**Text excerpt**
----------------------------------------
You are browsing the archive for Clustering.

What can you do with 250K sandbox reports?

January 20, 2018 in Batch Analysis, Clustering, Malware Analysis, Sandboxing

I was recently asked about the data I released for the New Year celebration. The question was: okay, what can I do with all this alleged goodness?


For starters, this is the first time (at least to my knowledge) someone dumped 250K reports of sandboxed samples. The reports are not perfect, but can help you to understand the execution flow for many malware (and in more general terms: software) samples.

What does it mean in practice?

Let’s have a look…

Say you want to see all the possible driver names that these 250k include.

Why would you need that?

This could tell you what anti-analysis tricks malware samples use, what device names are used to fingerprint the OS. Perhaps some of these devices are not even documented yet!

grep -iE \\\\\.\\ Sandbox_250k_logs_Happy_New_Year_2018

gives you this:

You can play around with the output, but writing a perl/python script to extract these is probably a better idea.

Okay, what about the most popular function resolved using the GetProcAddress API?

Something like this could help:

grep -iE API::GetProcAddress Sandbox_250k_logs_Happy_New_Year_2018 | 
cut -d: -f3 | cut -d, -f2 | cut -d= -f2 | cut -d) -f1

This will give you a list of all APIs:

We can save the result to a file by redirecting the output of that command to e.g. ‘gpa.txt’:

grep -iE API::GetProcAddress Sandbox_250k_logs_Happy_New_Year_2018 | 
cut -d: -f3 | cut -d, -f2 | cut -d= -f2 | cut -d) -f1 > gpa.txt

This will take a while.

You can now sort it:

sort gpa.txt > gpa.txt.s

The resulting file gpa.txt.s can be then further analyzed – sorting by number of API occurrence, then sort the results in a descending order showing the most popular APIs:

cat gpa.txt.s | uniq -c | sort -r | more

All the above commands could be combined into a one, single ‘caterpillar’, but using intermediate files is sometimes handy. It facilitates further searcher later on… It also speeds things up.

Coming back to our last query, we could inquire for all APIs that include ‘Reg’ prefix/infix/suffix – this can give us some rough idea of what popular Registry APIs are resolved the most frequently:

cat gpa.txt.s | uniq -c | sort -r | grep -E "Reg" | more

How would you interpret the results?

There are some FPs there e.g. GetThemeBackgroundRegion, but it’s not a big deal. ANSI APIs (these with the ‘A’ at the end) are still more popular than the Unicode ones (more precisely, ‘Wide’ ones, with the ‘W’ at the end). Or, … the dataset we have at hand is biased towards older samples that were compiled w/o Unicode in mind. So… be careful… interpretation is very biased really.

But see? This is all an open book!

Again, want to emphasize that all the searches can be done in many ways.  It’s also possible you will find some flaws in my queries. It’s OK. This is a data for playing around!
----------------------------------------
**Information provided**
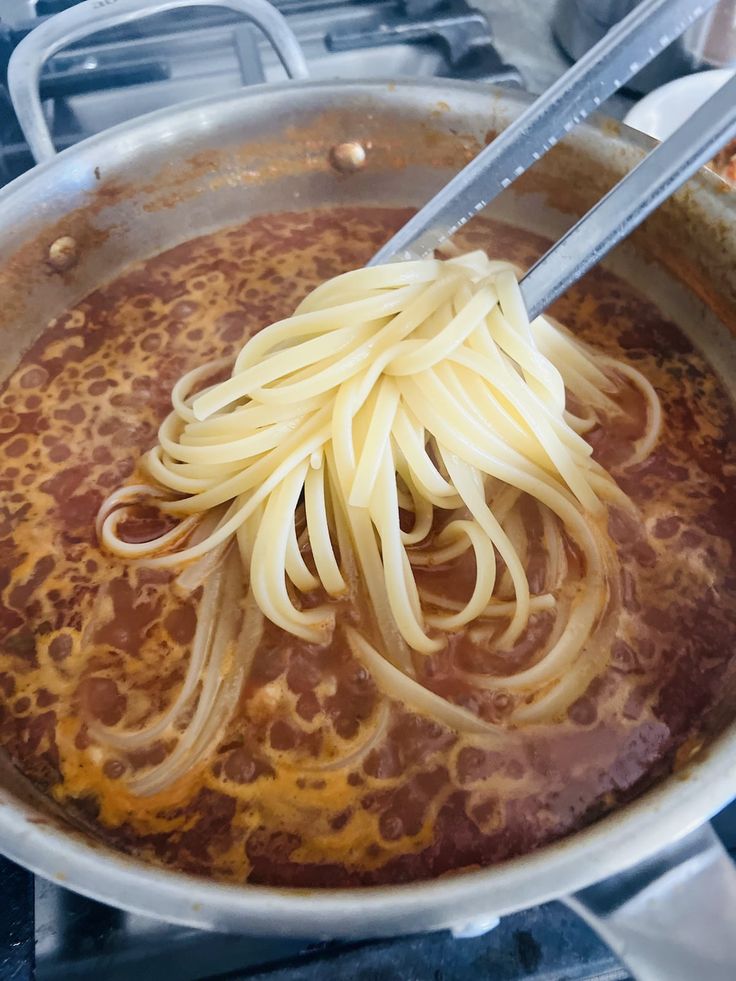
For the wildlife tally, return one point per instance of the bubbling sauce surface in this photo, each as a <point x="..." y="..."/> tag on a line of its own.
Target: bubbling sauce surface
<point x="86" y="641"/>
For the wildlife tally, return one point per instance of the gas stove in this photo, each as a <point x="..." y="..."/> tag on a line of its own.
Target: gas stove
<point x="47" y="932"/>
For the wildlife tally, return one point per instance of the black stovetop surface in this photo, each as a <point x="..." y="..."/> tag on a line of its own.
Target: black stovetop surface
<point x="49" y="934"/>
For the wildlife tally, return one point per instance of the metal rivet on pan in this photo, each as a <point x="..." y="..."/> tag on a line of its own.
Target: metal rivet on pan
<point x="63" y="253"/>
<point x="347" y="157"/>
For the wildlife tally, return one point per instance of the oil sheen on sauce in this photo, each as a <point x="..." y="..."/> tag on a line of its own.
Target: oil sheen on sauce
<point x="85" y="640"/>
----------------------------------------
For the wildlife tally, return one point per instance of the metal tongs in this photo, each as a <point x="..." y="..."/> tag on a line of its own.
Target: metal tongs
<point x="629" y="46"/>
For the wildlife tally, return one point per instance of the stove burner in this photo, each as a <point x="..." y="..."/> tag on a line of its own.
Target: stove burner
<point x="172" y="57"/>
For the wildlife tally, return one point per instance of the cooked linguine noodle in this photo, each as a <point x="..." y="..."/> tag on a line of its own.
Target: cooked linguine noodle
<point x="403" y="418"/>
----------------------------------------
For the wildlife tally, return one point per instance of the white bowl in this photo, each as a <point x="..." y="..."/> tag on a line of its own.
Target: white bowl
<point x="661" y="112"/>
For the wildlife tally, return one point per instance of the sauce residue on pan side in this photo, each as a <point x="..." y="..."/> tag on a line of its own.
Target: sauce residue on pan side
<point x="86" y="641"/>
----------------------------------------
**Problems to work on**
A. Answer these questions using the post about 250K sandbox reports:
(i) What file name does the post use when it saves the output of the GetProcAddress command?
(ii) Which API name does the post give as an example of a false positive in the "Reg" search?
(iii) According to the post, which kind of APIs are more popular: the ANSI ones or the Unicode ones?
B. Write the next part of the post about 250K sandbox reports, picking up after its last sentence.

**Results of the exercise**
A.
(i) gpa.txt
(ii) GetThemeBackgroundRegion
(iii) The ANSI APIs, the ones ending in "A"

B.
Now, imagine you want to see all the DELPHI APIs that we intercepted:

grep -iE Delphi:: Sandbox_250k_logs_Happy_New_Year_2018 | more

or, all inline functions from Visual C++:

grep -iE VC:: Sandbox_250k_logs_Happy_New_Year_2018 | more

or, all the rows with the ‘http://’ in it (highlighting possible URLs):

grep -iE http:// Sandbox_250k_logs_Happy_New_Year_2018 | more

You can also see what debug strings samples send:

grep -iE API::OutputDebugString Sandbox_250k_logs_Happy_New_Year_2018 | more

You can check what values are used by the Sleep functions:

grep -iE API::Sleep Sandbox_250k_logs_Happy_New_Year_2018 | more

and Windows searched by Anti-AV/Anti-analysis tools:

grep -iE API::FindWindow Sandbox_250k_logs_Happy_New_Year_2018 | more

etc. etc.

The sky is the limit.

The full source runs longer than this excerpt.